DOCUMENT SECTION>

____________________

Loading
Search
▼ Japan Warns Of Appropriate Action Any Time Against Rapid Yen Moves
- Category:Other
Japan stands ready to take appropriate steps against volatile yen moves at "any time," a senior finance ministry official said Monday, as the currency neared the 160 line against the U.S. dollar, a level at which authorities have previously intervened to slow the yen's decline.
At 3 p.m., the dollar fetched 159.70-73 yen compared with 159.81-91 yen in New York and 158.76-79 yen in Tokyo at 5 p.m. Friday.
Masato Kanda, the country's top currency diplomat, expressed concern about the negative impact of rapid yen fluctuations on the economy, at a time of market caution that another round of yen-buying, dollar-selling operations may come.
The Bank of Japan is also keeping tabs on how the yen's recent weakness impacts inflation. Some board members touched on the need for the central bank to consider raising interest rates amid the prospect of accelerating inflation, according to a summary of opinions expressed at its June 13-14 policy-setting meeting.
"Excessive fluctuations negatively affect the economy. We are ready to take appropriate action at any time," Kanda, vice finance minister for international affairs, told reporters.
Last week, the United States put Japan back on its currency manipulator watch list, though Japanese officials have said the designation does not mean Washington takes issue with Tokyo's foreign exchange policy.
The wide interest rate differential between Japan and the United States has caused the yen to stay weak. Japan relies heavily on overseas energy and raw materials, and a weak yen inflates import costs.
The currency's weakness persists despite the BOJ moving to whittle down monetary stimulus, with its first rate hike in 17 years in March and a recent decision to reduce government bond buying, a factor analysts say could prompt yen-buying.
While Japanese authorities say they do not have specific yen levels in mind, Kanda reiterated that currency moves should be stable, reflecting economic fundamentals.
"If it (the dollar) moves by several yen on the release of one economic indicator or someone's comments, the fluctuations are not based on fundamentals. In times like this, we have no choice but to judge that they are driven by speculators," he said.
After Kanda's remarks, the dollar remained in the upper 159 yen zone, where it advanced late last week on receding market expectations that the U.S. Federal Reserve will soon cut interest rates.

____________________

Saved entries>
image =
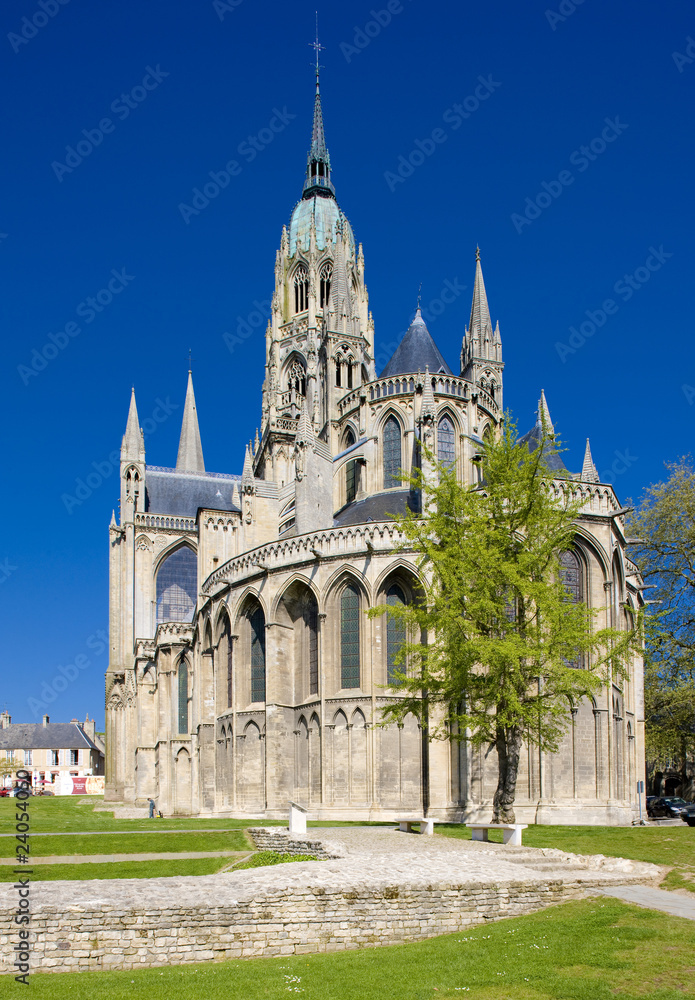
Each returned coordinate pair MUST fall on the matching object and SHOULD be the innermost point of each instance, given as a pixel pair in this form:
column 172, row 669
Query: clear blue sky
column 215, row 76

____________________

WHAT IS EXPECTED> Print the passage of the article on Japan's yen warning starting at "Masato Kanda, the" and ending at "operations may come.".

RESULT OF THIS EXERCISE>
Masato Kanda, the country's top currency diplomat, expressed concern about the negative impact of rapid yen fluctuations on the economy, at a time of market caution that another round of yen-buying, dollar-selling operations may come.